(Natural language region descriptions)
____________________
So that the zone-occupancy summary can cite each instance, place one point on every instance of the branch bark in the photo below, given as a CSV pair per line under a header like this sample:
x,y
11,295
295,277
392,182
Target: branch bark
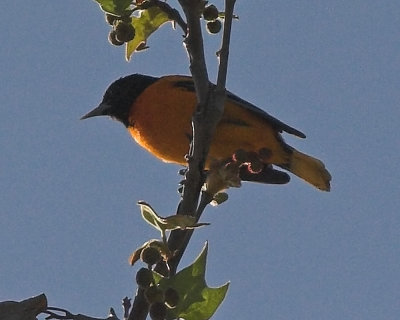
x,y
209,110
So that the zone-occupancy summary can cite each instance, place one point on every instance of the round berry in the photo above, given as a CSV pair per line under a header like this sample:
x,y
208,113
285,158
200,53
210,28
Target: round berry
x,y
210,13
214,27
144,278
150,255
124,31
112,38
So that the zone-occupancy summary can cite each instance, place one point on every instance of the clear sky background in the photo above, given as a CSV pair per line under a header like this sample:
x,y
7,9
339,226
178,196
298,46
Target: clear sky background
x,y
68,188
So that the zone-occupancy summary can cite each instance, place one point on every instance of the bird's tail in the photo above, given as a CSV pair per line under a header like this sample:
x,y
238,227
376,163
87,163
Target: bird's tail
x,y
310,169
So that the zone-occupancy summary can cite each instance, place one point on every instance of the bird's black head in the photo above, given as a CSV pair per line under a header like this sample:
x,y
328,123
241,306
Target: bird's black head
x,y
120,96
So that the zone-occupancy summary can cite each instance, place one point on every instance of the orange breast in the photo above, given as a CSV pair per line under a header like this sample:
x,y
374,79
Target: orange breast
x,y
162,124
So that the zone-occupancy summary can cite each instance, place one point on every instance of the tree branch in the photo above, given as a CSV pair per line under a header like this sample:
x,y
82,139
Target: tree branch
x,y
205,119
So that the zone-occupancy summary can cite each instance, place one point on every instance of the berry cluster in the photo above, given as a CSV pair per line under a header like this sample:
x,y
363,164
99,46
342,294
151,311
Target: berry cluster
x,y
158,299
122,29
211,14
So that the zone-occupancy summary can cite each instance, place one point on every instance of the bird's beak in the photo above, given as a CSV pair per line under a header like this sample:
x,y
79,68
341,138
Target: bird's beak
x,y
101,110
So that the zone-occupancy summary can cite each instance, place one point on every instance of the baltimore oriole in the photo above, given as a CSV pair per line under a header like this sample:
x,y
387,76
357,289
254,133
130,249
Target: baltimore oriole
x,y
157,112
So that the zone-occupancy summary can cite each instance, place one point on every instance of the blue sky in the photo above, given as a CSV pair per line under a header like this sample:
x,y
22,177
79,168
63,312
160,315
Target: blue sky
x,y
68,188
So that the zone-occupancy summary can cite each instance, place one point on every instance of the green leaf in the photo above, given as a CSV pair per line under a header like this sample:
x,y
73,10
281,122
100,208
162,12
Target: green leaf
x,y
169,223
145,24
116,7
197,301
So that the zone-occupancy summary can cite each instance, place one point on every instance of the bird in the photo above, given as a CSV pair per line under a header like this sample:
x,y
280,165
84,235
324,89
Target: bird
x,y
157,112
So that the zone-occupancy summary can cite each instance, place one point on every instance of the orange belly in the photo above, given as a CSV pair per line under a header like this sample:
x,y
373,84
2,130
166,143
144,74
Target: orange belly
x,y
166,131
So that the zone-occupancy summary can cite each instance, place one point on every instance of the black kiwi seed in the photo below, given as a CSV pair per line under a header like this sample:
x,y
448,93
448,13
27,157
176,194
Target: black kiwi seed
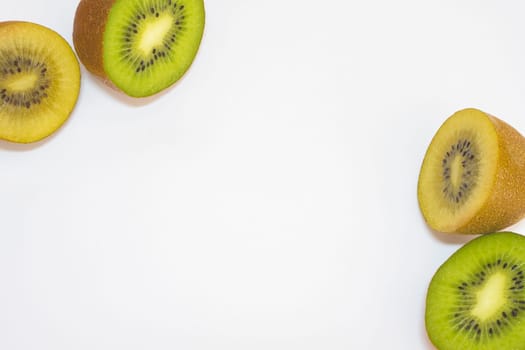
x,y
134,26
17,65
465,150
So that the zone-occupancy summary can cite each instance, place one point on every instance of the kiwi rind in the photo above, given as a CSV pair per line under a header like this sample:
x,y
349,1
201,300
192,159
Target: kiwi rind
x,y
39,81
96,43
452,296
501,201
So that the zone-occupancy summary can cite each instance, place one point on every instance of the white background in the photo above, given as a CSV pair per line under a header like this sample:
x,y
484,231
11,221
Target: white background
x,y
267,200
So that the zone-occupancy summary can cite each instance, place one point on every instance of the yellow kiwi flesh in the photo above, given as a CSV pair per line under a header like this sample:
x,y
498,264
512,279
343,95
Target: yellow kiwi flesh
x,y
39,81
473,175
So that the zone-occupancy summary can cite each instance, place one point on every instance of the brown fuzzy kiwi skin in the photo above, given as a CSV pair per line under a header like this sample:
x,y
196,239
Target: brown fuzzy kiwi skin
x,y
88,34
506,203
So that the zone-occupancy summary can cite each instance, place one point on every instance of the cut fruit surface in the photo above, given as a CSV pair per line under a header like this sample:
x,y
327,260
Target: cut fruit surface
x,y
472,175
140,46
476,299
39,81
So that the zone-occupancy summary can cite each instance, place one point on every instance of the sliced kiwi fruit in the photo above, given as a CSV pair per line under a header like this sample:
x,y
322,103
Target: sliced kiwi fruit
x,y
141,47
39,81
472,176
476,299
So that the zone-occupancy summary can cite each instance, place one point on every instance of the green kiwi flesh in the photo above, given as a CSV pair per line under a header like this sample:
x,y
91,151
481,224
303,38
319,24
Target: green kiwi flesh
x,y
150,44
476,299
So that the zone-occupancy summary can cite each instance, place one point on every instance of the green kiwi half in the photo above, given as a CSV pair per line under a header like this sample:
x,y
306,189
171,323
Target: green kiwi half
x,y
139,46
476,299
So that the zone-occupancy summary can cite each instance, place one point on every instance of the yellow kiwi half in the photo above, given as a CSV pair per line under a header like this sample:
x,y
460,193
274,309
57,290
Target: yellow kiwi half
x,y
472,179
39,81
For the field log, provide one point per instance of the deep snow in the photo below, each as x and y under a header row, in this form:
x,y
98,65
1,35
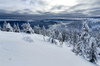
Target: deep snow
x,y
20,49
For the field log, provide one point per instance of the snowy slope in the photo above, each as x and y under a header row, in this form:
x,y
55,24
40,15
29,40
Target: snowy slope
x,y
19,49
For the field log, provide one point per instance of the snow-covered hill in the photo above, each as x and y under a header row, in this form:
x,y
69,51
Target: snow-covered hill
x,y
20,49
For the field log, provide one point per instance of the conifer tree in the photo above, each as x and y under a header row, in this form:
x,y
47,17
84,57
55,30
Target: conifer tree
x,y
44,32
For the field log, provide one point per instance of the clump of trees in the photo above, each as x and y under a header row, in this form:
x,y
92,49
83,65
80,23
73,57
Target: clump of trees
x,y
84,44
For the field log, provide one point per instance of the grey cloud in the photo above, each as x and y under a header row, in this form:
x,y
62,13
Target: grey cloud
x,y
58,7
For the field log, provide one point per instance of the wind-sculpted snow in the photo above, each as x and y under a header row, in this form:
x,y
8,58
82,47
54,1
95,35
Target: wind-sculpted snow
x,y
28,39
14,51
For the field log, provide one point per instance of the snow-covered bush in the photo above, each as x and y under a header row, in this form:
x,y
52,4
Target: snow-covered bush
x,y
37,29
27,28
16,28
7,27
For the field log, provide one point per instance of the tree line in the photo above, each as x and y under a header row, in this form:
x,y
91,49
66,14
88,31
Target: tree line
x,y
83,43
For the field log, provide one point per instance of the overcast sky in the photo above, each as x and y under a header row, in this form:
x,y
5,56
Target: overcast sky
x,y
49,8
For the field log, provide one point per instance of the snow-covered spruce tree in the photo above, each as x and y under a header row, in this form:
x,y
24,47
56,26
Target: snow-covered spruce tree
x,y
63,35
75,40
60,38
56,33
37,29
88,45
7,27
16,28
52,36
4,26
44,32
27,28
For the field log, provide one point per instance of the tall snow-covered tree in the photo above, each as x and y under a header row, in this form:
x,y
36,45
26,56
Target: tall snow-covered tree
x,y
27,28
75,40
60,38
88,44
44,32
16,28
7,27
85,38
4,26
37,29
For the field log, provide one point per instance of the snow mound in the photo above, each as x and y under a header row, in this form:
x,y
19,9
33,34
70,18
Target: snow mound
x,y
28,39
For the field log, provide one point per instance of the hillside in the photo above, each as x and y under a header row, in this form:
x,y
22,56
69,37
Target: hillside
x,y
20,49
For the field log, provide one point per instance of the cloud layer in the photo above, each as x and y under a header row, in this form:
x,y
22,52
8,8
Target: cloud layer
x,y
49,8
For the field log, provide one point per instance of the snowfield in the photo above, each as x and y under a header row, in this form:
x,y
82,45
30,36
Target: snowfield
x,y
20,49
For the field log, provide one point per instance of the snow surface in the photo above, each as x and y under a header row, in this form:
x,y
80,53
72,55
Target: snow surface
____________________
■ Directions ■
Using the records above, report each line that contains the word "below" by copying it.

■ Task answer ■
So that the zone-occupancy summary can cite each instance, place one point on every instance of the branch bark in the photo below, given as a CSV pair per line under a header like this sample:
So that the zone-occupancy summary can cite each instance, place one point on every instance of the black kiwi seed in the photo below, given as a CSV pair per line under a header like this sample:
For the field log, provide one point per instance of the deep snow in the photo below, each as x and y under a header row, in this form:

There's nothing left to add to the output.